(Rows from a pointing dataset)

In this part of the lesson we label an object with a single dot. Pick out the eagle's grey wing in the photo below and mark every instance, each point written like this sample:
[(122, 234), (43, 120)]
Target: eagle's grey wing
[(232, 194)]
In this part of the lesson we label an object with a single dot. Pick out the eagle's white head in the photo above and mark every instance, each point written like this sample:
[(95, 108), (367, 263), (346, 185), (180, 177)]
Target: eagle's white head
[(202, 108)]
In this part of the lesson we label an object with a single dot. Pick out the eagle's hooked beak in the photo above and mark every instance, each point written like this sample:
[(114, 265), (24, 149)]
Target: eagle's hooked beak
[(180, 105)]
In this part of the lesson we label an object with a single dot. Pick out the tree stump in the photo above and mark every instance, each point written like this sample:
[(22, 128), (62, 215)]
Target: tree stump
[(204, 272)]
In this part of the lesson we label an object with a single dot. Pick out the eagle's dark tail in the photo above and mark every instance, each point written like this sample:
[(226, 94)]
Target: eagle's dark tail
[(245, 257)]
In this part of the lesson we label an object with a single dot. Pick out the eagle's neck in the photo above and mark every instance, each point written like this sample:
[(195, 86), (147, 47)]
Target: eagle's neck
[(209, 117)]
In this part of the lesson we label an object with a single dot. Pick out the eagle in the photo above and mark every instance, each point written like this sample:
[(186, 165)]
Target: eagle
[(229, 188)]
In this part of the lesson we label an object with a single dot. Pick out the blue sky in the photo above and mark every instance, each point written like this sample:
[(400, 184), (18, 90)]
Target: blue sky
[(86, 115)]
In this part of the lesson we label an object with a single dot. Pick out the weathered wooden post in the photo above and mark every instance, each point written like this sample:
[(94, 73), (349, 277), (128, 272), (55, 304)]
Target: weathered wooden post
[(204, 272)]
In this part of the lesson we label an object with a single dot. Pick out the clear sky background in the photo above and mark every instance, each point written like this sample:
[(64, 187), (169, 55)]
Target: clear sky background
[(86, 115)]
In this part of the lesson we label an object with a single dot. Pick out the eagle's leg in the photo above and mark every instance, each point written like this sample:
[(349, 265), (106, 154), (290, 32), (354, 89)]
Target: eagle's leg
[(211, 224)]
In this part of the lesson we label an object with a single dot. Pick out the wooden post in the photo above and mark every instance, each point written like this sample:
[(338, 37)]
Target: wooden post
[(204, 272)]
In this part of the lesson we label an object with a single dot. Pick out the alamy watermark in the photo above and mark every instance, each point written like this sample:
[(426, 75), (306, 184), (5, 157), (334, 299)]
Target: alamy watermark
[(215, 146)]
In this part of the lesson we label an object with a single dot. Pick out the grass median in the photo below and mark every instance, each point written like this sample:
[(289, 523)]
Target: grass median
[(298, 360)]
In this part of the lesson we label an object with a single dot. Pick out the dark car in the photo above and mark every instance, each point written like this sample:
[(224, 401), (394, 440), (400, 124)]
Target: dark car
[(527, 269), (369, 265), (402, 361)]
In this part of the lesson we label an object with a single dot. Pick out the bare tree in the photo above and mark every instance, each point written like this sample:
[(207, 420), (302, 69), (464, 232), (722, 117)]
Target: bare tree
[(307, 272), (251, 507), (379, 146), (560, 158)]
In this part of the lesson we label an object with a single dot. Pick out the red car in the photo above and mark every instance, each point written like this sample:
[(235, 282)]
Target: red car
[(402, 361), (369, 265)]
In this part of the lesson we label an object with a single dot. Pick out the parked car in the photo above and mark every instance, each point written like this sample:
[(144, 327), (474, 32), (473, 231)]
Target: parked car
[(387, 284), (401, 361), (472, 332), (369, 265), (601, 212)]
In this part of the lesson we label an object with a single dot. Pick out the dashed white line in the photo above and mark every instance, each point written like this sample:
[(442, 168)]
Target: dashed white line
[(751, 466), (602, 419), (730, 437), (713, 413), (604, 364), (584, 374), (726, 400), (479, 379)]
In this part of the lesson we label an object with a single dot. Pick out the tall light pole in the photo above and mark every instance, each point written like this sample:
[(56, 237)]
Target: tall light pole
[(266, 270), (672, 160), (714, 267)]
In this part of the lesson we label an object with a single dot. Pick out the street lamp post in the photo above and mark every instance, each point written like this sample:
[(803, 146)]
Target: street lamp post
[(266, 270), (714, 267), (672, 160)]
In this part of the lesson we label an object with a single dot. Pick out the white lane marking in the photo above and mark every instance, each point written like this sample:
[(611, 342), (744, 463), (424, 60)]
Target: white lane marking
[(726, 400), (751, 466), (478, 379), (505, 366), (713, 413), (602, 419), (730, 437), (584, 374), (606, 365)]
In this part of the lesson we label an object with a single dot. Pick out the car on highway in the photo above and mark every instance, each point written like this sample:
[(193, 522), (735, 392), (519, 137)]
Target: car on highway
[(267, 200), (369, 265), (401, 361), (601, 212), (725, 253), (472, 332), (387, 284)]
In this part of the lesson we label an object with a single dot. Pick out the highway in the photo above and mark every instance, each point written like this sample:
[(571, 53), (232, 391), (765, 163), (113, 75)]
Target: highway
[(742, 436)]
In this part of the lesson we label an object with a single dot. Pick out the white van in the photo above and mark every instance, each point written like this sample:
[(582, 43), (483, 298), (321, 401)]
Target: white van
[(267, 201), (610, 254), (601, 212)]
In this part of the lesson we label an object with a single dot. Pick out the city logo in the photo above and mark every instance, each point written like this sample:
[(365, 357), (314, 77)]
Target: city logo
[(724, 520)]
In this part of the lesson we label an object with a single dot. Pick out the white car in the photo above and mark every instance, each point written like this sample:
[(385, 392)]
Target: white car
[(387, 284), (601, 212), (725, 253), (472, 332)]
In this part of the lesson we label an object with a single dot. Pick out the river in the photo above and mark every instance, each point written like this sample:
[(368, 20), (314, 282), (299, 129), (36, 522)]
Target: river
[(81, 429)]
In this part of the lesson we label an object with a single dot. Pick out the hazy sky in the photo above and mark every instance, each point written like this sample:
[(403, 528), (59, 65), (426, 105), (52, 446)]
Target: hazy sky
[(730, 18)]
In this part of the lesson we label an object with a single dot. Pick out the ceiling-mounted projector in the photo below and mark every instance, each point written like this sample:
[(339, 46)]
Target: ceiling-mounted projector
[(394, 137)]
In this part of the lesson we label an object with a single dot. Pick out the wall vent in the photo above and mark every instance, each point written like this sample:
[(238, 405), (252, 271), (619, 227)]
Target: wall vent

» **STATED EXERCISE**
Reproduce every one of the entries above word for word, changing nothing.

» **PROBLEM SOLUTION**
In this part of the lesson we label an object with a single dot. Pick out the eagle's grey wing in the photo below and mark every instance, each point written like this sample:
[(122, 234), (43, 120)]
Target: eagle's grey wing
[(232, 194)]
In this part of the lesson we label an object with a single dot. Pick out the eagle's white head in the photo above and mark every instance, each point written like this sample:
[(95, 108), (367, 263), (346, 185), (180, 177)]
Target: eagle's white head
[(202, 108)]
In this part of the lesson we label an object with a single dot. Pick out the eagle's hooked beak in the photo above and mark every instance, each point written like this sample:
[(114, 265), (24, 149)]
Target: eagle's hooked beak
[(180, 105)]
In this part of the lesson we label an object with a single dot. Pick out the tree stump in the photo above and mark every instance, each point written like this sample:
[(22, 128), (62, 215)]
Target: tree stump
[(204, 272)]
In this part of the lesson we label an object with a single dot. Pick out the eagle's dark tail in the photo above and mark every instance, each point written like this sample:
[(226, 94)]
Target: eagle's dark tail
[(245, 257)]
In this part of the lesson we label an object with a single dot. Pick out the eagle's neck in the photo above and mark every instance, each point written like this sample:
[(195, 86), (147, 47)]
Target: eagle's neck
[(209, 117)]
In this part of the lesson we label an object with a single dot. Pick out the eagle in the photo above and mark every instance, each point written like this sample:
[(186, 165)]
Target: eagle
[(229, 188)]
In this part of the lesson we label an object with a single dot. Pick out the blue sky in the photo above and mark every instance, each point written like this sample:
[(400, 184), (18, 90)]
Target: blue sky
[(86, 115)]
In this part of the lesson we label an object with a single dot. Pick out the weathered wooden post in the photo above and mark every instance, each point written like this sample:
[(94, 73), (349, 277), (128, 272), (55, 304)]
Target: weathered wooden post
[(204, 272)]
In this part of the lesson we label an object with a single dot. Pick out the clear sky background in the photo above and mark every instance, each point written like this sample:
[(64, 187), (169, 55)]
Target: clear sky background
[(86, 115)]
In this part of the lesson we label an object with a single dot. Pick out the eagle's leg in the photo above and mark every instance, each point written like this sample:
[(349, 265), (106, 154), (290, 32), (354, 89)]
Target: eagle's leg
[(211, 224)]
In this part of the lesson we label an object with a single dot. Pick out the wooden post in the photo above and mark every instance, each point written like this sample:
[(338, 37)]
Target: wooden post
[(204, 272)]
In this part of the lesson we label an object with a single dot. Pick out the alamy watermark in the photo above and mark every instance, each point written like this sample:
[(426, 75), (306, 184), (5, 157), (334, 299)]
Target: alamy watermark
[(215, 146)]
In this part of the lesson we label an object with a single dot. Pick out the grass median in the photo below and mark every instance, each point written like this sample:
[(289, 523)]
Target: grass median
[(298, 360)]
In this part of the lesson we label an object with a single dot. Pick out the dark car in the photo above and mark every instance, each point written like this sample:
[(224, 401), (394, 440), (400, 124)]
Target: dark car
[(527, 269), (369, 265), (402, 361)]
In this part of the lesson we label an object with a single dot. Pick out the bare tree in the photo above and mark every instance, each point written like this sample:
[(207, 420), (302, 69), (464, 232), (722, 117)]
Target: bare tree
[(307, 272), (251, 507), (379, 146), (560, 158)]
In this part of the lesson we label an object with a single dot. Pick out the red car in the photo above and mark every instance, each point written like this sample:
[(235, 282)]
Target: red car
[(402, 361), (369, 265)]
In this part of the lesson we label an object with a single dot. Pick out the parked car in the photo above and mark every instance, each point written like this sample:
[(144, 327), (474, 32), (473, 231)]
Target: parked car
[(387, 284), (401, 361), (472, 332), (369, 265), (601, 212)]
In this part of the lesson we label an object with a single dot. Pick out the dashed white line in the photo above and mark every instance, each point written like this sample:
[(442, 168)]
Target: dashed white line
[(751, 466), (602, 419), (730, 437), (713, 413), (604, 364), (584, 374), (726, 400), (479, 379)]
In this part of the lesson we label an object with a single dot. Pick out the tall light pole in the photo above and mark every instance, each point written like this sample:
[(56, 237)]
Target: tall light pole
[(266, 270), (672, 160), (714, 267)]
In this part of the lesson we label an object with a single dot. Pick out the street lamp post in the photo above and mark every instance, each point written like this sample:
[(803, 146)]
Target: street lamp post
[(266, 270), (714, 267), (672, 160)]
In this part of the lesson we label an object with a single dot. Pick out the white lane marking in the photo above and mark every instance, each point written like this sample:
[(611, 342), (744, 463), (424, 60)]
Target: white lane marking
[(726, 400), (751, 466), (478, 379), (505, 366), (713, 413), (602, 419), (730, 437), (584, 374), (606, 365)]
In this part of the lesson we label an object with a single dot. Pick out the car on highway in the photo above and mark every instance, each point written like this sample:
[(193, 522), (735, 392), (519, 137)]
Target: car on highway
[(267, 200), (369, 265), (401, 361), (601, 212), (725, 253), (472, 332), (387, 284)]
In this part of the lesson we label an object with a single dot. Pick out the highway in the photo above and mark every instance, each point written like this sample:
[(571, 53), (232, 391), (765, 163), (113, 75)]
Target: highway
[(742, 436)]
In this part of the lesson we label an object with a single dot. Pick out the white van in the photo above and mark every instance, each point written like this sample:
[(582, 43), (483, 298), (321, 401)]
Target: white van
[(267, 201), (610, 254), (601, 212)]
In this part of the lesson we label an object with a single dot. Pick out the city logo in the photo above and mark every instance, each point written like this sample:
[(365, 357), (314, 77)]
Target: city logo
[(724, 520)]
In this part of the lesson we label an object with a single dot. Pick out the white car in the photo above and mark every instance, each point written like this sample:
[(385, 392)]
Target: white car
[(387, 284), (601, 212), (725, 253), (472, 332)]
In this part of the lesson we label an object with a single dot. Pick out the river in the photo above and mark every instance, each point written like this sample:
[(368, 20), (314, 282), (299, 129), (36, 522)]
Target: river
[(81, 429)]
In this part of the lesson we label an object with a single dot. Pick out the hazy sky in the photo above and mark every instance, each point written like this sample:
[(403, 528), (59, 65), (426, 105), (52, 446)]
Target: hazy sky
[(730, 18)]
In this part of the lesson we label an object with a single dot. Pick out the ceiling-mounted projector in the photo below and mark every instance, each point written like this sample:
[(339, 46)]
Target: ceiling-mounted projector
[(394, 137)]
In this part of the lesson we label an object with a single dot. Pick out the wall vent in the photo above and mark every instance, each point written like this sample:
[(238, 405), (252, 271), (619, 227)]
Target: wall vent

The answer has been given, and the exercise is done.